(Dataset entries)
● ● ● ● ●

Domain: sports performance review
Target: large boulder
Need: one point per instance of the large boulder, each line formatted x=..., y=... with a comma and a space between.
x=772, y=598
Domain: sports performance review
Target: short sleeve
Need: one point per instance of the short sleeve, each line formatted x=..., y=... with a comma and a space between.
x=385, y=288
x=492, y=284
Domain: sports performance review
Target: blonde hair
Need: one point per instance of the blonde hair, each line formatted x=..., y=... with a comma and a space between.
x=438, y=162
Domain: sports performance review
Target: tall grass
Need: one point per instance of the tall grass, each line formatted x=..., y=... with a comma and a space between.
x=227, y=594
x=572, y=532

● ● ● ● ●

Exercise description:
Only the lines from the one containing "Need: one point per instance of the short" through the end of the entries above belong in the answer; repeat them exactly.

Task solution:
Need: one point per instance of the short sleeve, each line formatted x=..., y=... with a comma and a space between.
x=385, y=288
x=492, y=284
Domain: sports performance review
Target: blonde hair
Need: one point per instance of the blonde hair, each line formatted x=..., y=... with a comma and a space between.
x=438, y=162
Domain: sports performance review
Target: tall grass
Need: one point per instance of the tall grass, each line formatted x=..., y=... with a comma and a space between.
x=227, y=594
x=572, y=532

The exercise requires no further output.